Article:
-- -- --

As you know, a SAS Data Step processes the input data row by row. This is great to calculate the average of a row and might seem less useful to calculate the average of a column. However, it is still possible and provides an extra advantage compared to the previous methods.
As a SAS Data Step processes the dataset in the SET statement row by row, it is necessary to know the sum of the previous rows and the number of rows to calculate the column average. Using the RETAIN keyword you can add the value of the current row to the sum of all previous rows. This way, SAS will create a dataset with a new column that contains the cumulative sum.
With the cumulative sum and the special variable _N_, we can calculate the cumulative average of each row. The variable _N_ contains the row number of the row that SAS is currently processing.
With the code below we create a new, temporary dataset that contains two new columns:
- Sum_MyColumn with the cumulative sum.
- Avg_MyColumn with the cumulative average.
data work.avg_my_data_tmp; set work.my_data; retain Sum_MyColumn; Sum_MyColumn = sum(Sum_MyColumn, MyColumn); Avg_MyColumn = Sum_MyColumn / _N_; run;
If you are only interested in the total average of the column, you need to select the last row. You can do this with the END=-option and the IF statement.

-- -- --

Information supplied:

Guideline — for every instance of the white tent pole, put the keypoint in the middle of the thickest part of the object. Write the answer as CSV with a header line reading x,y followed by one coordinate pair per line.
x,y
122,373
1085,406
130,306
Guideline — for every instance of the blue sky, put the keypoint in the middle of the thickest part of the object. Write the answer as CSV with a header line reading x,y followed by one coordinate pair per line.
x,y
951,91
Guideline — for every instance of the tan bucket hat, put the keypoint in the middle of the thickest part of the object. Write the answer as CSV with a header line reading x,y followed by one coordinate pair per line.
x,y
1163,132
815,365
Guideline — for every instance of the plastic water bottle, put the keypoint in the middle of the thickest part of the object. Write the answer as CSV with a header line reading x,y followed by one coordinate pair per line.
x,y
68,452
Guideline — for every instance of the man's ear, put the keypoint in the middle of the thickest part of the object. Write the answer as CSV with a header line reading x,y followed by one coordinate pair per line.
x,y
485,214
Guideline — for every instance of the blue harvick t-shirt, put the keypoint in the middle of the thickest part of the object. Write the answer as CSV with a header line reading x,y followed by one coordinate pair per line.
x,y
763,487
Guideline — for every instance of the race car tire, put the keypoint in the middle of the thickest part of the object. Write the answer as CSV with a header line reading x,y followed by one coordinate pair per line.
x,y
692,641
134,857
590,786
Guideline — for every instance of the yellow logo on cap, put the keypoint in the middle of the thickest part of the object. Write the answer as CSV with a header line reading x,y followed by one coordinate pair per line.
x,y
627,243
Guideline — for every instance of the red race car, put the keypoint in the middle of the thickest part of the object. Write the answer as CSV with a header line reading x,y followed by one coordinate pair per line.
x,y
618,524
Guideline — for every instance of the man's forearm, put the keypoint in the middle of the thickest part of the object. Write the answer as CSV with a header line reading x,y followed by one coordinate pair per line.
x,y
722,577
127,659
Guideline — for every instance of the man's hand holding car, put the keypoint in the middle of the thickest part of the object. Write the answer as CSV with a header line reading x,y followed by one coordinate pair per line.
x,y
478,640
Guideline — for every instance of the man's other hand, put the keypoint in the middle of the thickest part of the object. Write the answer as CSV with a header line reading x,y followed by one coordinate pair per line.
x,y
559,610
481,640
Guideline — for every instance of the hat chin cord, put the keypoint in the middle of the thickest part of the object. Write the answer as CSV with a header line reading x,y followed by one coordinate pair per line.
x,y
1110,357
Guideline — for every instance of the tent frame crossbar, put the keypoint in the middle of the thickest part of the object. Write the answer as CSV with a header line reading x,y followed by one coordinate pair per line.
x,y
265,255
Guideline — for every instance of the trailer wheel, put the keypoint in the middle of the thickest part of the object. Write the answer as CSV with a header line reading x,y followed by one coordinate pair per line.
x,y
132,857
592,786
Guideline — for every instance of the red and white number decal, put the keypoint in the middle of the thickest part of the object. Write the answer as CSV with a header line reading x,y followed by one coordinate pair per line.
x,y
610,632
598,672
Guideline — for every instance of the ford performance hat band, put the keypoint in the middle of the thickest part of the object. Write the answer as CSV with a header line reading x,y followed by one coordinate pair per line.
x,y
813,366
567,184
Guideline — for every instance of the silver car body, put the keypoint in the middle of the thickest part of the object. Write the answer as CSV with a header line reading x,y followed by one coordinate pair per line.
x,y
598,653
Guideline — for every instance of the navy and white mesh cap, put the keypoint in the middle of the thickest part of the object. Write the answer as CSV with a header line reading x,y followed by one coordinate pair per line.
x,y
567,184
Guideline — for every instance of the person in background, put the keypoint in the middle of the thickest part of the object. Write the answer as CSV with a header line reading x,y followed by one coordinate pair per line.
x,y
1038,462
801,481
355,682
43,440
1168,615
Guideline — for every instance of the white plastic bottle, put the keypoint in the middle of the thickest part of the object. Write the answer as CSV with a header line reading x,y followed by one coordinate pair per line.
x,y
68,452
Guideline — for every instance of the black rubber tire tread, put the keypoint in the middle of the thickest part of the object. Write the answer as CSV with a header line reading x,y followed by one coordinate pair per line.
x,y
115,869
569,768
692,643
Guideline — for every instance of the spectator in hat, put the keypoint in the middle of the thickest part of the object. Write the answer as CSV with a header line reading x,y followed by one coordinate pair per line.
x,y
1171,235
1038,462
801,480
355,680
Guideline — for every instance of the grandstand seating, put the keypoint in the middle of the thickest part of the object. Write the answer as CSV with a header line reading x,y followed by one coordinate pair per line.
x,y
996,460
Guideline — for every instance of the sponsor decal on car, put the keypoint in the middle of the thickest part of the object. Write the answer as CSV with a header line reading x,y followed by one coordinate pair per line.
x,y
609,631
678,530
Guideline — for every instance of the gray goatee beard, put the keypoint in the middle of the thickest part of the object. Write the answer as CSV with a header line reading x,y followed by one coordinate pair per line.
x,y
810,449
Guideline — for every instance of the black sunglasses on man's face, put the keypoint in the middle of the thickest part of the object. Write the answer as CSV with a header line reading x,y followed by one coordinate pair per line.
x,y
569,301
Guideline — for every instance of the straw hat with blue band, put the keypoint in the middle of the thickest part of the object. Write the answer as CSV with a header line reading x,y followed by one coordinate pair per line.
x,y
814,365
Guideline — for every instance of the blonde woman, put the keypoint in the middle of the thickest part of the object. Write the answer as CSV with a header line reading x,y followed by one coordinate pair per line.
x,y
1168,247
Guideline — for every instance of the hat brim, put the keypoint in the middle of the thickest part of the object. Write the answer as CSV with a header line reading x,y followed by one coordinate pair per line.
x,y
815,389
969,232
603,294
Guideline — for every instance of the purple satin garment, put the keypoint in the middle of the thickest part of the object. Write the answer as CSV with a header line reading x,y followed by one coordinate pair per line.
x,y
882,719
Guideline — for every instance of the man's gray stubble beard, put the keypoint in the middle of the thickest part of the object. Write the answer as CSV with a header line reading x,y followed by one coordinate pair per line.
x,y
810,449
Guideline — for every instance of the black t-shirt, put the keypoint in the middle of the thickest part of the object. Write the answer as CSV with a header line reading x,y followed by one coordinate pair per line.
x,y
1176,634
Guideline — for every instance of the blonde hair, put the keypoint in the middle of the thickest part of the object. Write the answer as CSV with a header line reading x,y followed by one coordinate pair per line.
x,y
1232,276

-- -- --

Your objective:
Rewrite the SAS column-average passage, starting with "As a SAS Data" and going on through "the cumulative average.", with "running total" in place of every "cumulative sum".

Completed exercise:
As a SAS Data Step processes the dataset in the SET statement row by row, it is necessary to know the sum of the previous rows and the number of rows to calculate the column average. Using the RETAIN keyword you can add the value of the current row to the sum of all previous rows. This way, SAS will create a dataset with a new column that contains the running total.
With the running total and the special variable _N_, we can calculate the cumulative average of each row. The variable _N_ contains the row number of the row that SAS is currently processing.
With the code below we create a new, temporary dataset that contains two new columns:
- Sum_MyColumn with the running total.
- Avg_MyColumn with the cumulative average.